**DIRECTIONS:**
- 1) In the memorial text for Joseph L. Peyser, what rank did he attain in scouting?
- 2) Rewrite the memorial text for Joseph L. Peyser starting at "Many students, colleagues, and" and ending at "helped them set.", replacing "lofty" with "ambitious".
- 3) Continue the memorial text for Joseph L. Peyser from the point where it stops.

**TEXT TO READ:**
▼
Finally, please accept my very best wishes for 2005, and I
look forward to seeing you in Wolfville/Grand Pré in June.
In Memoriam: Joseph L. Peyser1
Joseph L. Peyser, professor emeritus at Indiana University South Bend,
passed away in the arms of his beloved Julia, his wife of fifty-six years, on December
27, 2004. Stricken by a heart attack while shoveling
snow, Joe’s final words to Julie were “I love you honey,” to which she
responded “I love you, too.” He was 79.
Joe was a devoted husband, father,
and grandfather. He is survived by Julia, his son, Randy Peyser, his daughter,
Jan Peyser-Gleason, and grandchildren, Lisa Stamm, Ben Peyser, and Jason Stamm.
He served in the U.S. Navy during
World War II and in the U.S. Naval Reserve after his discharge from the navy in
1946.
A man of many talents and interests,
Joe attained the rank of eagle scout, loved to play chess and ride his bicycle,
and enjoyed drawing scenes that are exhibited in his home. His daughter Jan
recalls fondly her father carving toys out of wood for her and her brother.
Many students, colleagues, and
others will remember Joe Peyser as a man who made a difference in their lives
through his teaching and public service. He saw beyond the immediate concern at
hand and equipped and encouraged people to reach for lofty goals. But Joe was
never content to stop there, rather he worked tirelessly to help others attain
goals that he had helped them set.
Professor Peyser had a long and
distinguished career. He graduated, with a major in French, from Duke
University in 1947, earned an M.A. in French from Columbia University in 1947,
received a Certificat d’études supérieures , French literature from the
Université de Nancy, France in 1950, and got an Ed. D. in educational
administration from New York University in 1965.
His teaching career spanned a
half-century. He first served as an assistant d’anglais in Ecole Normal
d’Instituteurs, Nancy,
France in 1949-1950. Joe was a teacher of
French, Spanish, Russian, English, and social studies at high schools in Uniondale and Monroe, New York, before holding professorial positions at
Hofstra
University, New York University, and Long Island University. In 1968, he became professor of French
in Dowling College, a position he held until his appointment
as professor of French in Indiana University South Bend in 1973.
Throughout his years in higher
education, Professor Peyser held important administrative positions: Assistant Dean and Dean of the School of
Education, Hofstra University, 1964-1968; Vice President for Academic Affairs
and Dean of the Faculty, 1968-1973, Dowling College, Dean of Faculties,
1973-1975, and Chairman, Department of Foreign Languages, 1987-1989, Indiana
University South Bend.
▲
**SUPPLIED INFORMATION:**
▼
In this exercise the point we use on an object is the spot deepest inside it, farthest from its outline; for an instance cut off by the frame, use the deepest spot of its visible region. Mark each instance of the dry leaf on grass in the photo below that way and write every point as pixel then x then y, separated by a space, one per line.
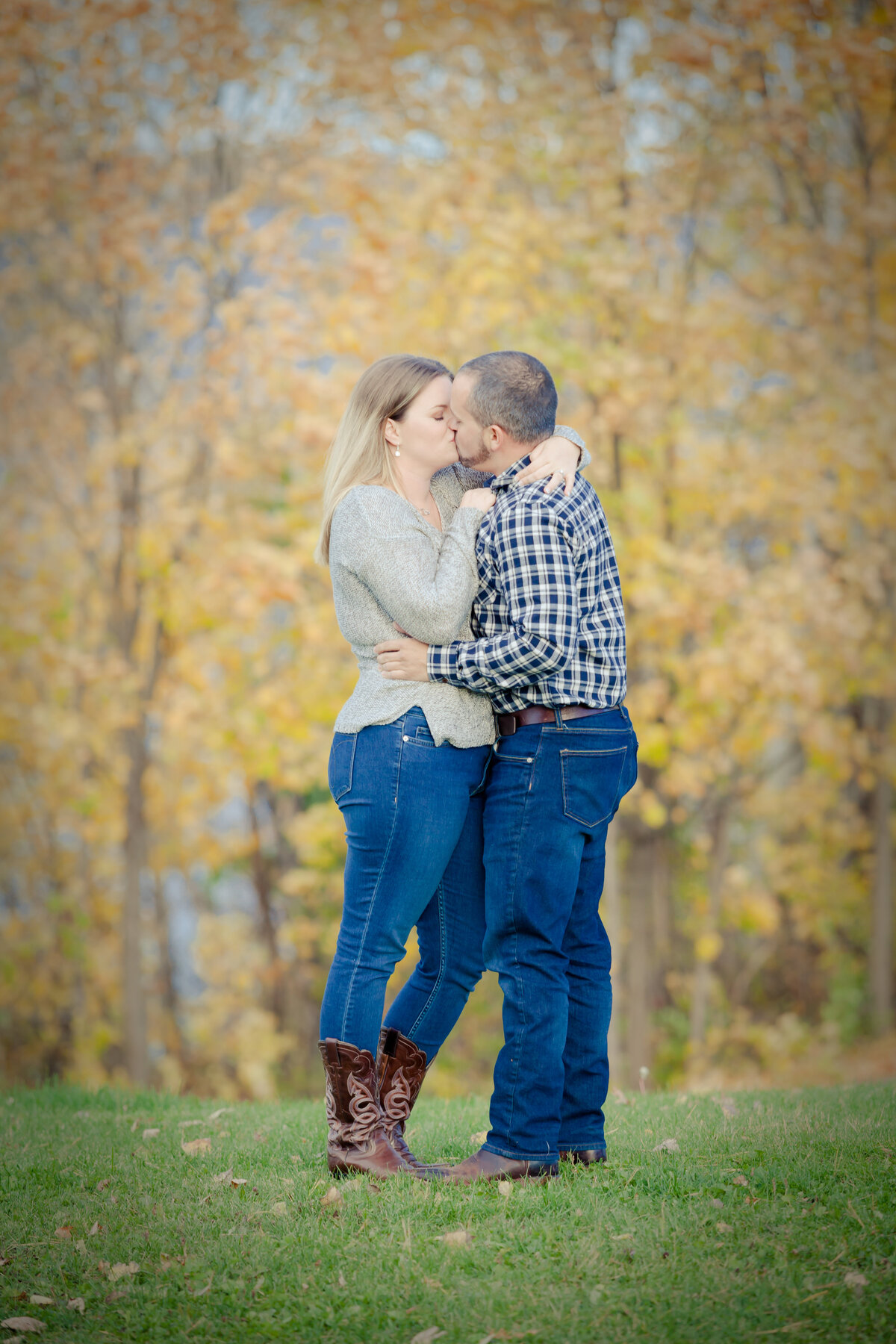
pixel 121 1270
pixel 196 1145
▲
**RESPONSES BY TASK:**
- 1) Eagle scout

- 2)
Many students, colleagues, and
others will remember Joe Peyser as a man who made a difference in their lives
through his teaching and public service. He saw beyond the immediate concern at
hand and equipped and encouraged people to reach for ambitious goals. But Joe was
never content to stop there, rather he worked tirelessly to help others attain
goals that he had helped them set.

- 3)
In 1977, Joe embarked on a
fascinating journey into the seventeenth- and eighteenth-century experience of
the French in North
America. He
began by translating French-language documents for Niles (Michigan) Historical Commission relating to Fort St. Joseph, which led to the publication of Letters
from New
France:
The Upper Country 1686-1783
(University of Illinois Press, 1992). Peyser’s work with people wishing to
locate the site of the old fort and to interpret its history to the public
neither started nor ended with the book. He wrote grant applications,
translated more documents, helped to interpret the site’s history, and
encouraged the Support the Fort group to persist in their commitment to find
the fort. Support the Fort honored Peyser with a dinner in April 2003 upon his
retirement from their Board of Directors.
In 1993 Peyser and R. David Edmunds
published The Fox Wars: The Mesquakie Challenge to New France (University of Oklahoma Press). In recognition of the book’s merit, the
French Colonial Historical Society presented them with the Alf Heggoy Book
Prize in 1994.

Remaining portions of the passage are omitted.